▶ Exercise goal
Write out the part of the material that runs from its first line through the line containing "pixel 7 227", both ends included, as a JSON list of strings. Use one string per line and leave out blank lines.

[begin Records to use]

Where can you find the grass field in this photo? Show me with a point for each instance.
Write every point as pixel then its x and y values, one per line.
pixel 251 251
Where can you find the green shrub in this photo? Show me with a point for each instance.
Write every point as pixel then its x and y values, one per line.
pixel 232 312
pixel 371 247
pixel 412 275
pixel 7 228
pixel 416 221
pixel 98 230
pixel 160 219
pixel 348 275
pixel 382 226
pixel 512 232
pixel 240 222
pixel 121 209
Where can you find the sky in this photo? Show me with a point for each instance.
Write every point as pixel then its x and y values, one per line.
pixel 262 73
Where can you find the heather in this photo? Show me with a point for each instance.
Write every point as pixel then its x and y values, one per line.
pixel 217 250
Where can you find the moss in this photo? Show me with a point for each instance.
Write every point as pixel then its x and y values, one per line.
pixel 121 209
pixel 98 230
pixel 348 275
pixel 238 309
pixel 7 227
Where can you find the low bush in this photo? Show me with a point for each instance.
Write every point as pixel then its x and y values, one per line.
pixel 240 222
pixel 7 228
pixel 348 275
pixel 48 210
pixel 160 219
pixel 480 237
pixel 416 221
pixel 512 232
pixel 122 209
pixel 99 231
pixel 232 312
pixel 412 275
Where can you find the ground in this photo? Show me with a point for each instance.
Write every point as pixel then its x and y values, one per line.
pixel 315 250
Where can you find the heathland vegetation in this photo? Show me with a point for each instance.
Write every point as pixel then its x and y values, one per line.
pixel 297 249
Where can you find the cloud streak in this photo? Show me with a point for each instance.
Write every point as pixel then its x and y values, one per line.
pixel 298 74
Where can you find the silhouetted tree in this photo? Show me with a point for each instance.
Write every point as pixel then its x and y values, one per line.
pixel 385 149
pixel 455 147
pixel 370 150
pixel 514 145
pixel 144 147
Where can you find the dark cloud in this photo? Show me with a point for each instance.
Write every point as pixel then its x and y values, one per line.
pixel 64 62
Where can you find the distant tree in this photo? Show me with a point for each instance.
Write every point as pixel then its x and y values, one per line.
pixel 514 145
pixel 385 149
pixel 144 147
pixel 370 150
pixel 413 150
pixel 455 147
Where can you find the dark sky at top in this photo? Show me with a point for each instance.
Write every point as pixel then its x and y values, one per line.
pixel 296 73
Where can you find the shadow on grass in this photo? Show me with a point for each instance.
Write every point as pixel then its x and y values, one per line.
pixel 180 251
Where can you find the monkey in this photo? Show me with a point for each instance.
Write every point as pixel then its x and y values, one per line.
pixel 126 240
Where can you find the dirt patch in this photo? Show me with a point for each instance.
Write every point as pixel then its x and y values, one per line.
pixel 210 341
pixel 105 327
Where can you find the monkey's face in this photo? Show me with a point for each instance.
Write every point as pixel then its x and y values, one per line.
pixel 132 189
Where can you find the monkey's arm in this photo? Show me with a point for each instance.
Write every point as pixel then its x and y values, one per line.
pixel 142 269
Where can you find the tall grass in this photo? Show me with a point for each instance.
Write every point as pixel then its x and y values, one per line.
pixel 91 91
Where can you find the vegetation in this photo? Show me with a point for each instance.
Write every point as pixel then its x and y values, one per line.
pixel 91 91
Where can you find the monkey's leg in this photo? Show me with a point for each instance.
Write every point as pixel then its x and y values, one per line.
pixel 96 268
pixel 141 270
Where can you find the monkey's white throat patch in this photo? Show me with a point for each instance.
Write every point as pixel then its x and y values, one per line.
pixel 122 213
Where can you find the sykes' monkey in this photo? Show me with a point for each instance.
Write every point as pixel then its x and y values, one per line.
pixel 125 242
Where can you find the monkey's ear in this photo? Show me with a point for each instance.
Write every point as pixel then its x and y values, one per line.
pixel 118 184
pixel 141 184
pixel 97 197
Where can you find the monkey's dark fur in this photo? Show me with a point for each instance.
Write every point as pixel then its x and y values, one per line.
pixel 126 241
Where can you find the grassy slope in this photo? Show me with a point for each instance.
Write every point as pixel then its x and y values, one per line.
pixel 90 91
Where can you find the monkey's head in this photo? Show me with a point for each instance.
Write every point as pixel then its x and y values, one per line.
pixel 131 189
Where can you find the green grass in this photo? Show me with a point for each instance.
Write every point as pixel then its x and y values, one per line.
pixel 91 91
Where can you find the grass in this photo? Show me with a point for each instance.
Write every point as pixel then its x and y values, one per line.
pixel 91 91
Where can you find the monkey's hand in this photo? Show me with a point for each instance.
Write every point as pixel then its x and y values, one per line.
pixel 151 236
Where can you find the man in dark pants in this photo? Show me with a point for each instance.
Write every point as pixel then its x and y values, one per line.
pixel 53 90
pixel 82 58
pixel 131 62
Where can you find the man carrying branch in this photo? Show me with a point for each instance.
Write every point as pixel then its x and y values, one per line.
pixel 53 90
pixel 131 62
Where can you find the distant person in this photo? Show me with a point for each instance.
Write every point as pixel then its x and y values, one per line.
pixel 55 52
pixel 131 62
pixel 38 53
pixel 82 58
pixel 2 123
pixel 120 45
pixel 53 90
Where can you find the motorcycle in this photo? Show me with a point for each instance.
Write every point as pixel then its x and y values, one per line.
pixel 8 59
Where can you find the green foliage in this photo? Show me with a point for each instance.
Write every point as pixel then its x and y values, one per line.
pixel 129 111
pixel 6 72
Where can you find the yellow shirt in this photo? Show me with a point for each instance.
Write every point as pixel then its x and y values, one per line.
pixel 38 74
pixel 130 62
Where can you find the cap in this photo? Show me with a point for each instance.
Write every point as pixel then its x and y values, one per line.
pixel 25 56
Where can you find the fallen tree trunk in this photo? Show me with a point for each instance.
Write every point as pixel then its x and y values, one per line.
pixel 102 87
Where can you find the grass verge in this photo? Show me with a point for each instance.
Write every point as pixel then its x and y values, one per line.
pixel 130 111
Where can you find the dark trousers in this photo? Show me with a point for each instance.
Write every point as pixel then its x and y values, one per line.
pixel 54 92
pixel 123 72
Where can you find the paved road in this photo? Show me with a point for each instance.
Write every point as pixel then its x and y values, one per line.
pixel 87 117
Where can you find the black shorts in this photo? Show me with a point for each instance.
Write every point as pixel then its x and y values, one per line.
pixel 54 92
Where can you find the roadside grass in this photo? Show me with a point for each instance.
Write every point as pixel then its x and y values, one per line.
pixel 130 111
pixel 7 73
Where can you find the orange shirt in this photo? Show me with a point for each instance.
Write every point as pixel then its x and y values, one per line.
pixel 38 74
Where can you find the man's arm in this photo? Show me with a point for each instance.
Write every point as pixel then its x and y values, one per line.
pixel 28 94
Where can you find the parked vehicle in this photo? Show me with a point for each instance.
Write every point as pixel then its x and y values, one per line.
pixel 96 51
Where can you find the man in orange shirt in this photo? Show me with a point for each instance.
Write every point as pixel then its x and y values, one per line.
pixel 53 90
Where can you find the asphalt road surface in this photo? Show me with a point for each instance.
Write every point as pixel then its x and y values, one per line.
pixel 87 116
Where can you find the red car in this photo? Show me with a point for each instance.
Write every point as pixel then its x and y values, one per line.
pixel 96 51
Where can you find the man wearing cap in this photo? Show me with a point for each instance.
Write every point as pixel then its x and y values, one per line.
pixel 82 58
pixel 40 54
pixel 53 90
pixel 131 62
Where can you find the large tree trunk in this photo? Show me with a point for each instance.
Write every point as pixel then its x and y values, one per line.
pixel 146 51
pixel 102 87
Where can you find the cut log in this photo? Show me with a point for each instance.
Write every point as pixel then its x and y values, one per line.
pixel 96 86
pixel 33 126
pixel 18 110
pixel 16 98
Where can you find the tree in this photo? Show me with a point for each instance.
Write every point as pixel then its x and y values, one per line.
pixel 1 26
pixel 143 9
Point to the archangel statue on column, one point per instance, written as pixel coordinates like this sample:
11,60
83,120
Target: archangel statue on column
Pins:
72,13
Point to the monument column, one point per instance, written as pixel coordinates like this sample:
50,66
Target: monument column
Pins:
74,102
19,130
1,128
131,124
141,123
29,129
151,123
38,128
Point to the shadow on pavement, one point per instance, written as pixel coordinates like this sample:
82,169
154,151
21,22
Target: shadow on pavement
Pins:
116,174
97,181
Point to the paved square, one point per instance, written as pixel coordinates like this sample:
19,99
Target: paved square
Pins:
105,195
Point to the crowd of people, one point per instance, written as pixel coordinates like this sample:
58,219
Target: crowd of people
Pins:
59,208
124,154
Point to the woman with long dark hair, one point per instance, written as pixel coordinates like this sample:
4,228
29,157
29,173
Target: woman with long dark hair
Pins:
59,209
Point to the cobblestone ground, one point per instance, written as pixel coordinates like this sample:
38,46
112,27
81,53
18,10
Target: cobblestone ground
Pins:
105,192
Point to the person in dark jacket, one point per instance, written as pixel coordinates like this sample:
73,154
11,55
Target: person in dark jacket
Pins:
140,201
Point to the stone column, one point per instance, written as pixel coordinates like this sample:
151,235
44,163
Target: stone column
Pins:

[end Records to use]

▶ Task answer
[
  "Where can you find the grass field in this photo? Show me with a point for each instance.",
  "Write every point as pixel then its x and y values, one per line.",
  "pixel 251 251",
  "Where can you find the green shrub in this photo? Show me with a point for each instance.",
  "Write every point as pixel then its x and y values, one per line.",
  "pixel 232 312",
  "pixel 371 247",
  "pixel 412 275",
  "pixel 7 228",
  "pixel 416 221",
  "pixel 98 230",
  "pixel 160 219",
  "pixel 348 275",
  "pixel 382 226",
  "pixel 512 232",
  "pixel 240 222",
  "pixel 121 209",
  "Where can you find the sky in this photo? Show me with a point for each instance.",
  "Write every point as pixel then its x and y values, one per line.",
  "pixel 262 73",
  "Where can you find the heather in this photo? Show me with a point for each instance.",
  "Write every point as pixel then its x and y values, one per line.",
  "pixel 217 250",
  "Where can you find the moss in this photo? Show me with a point for each instance.",
  "Write every point as pixel then its x and y values, one per line.",
  "pixel 121 209",
  "pixel 98 230",
  "pixel 348 275",
  "pixel 238 309",
  "pixel 7 227"
]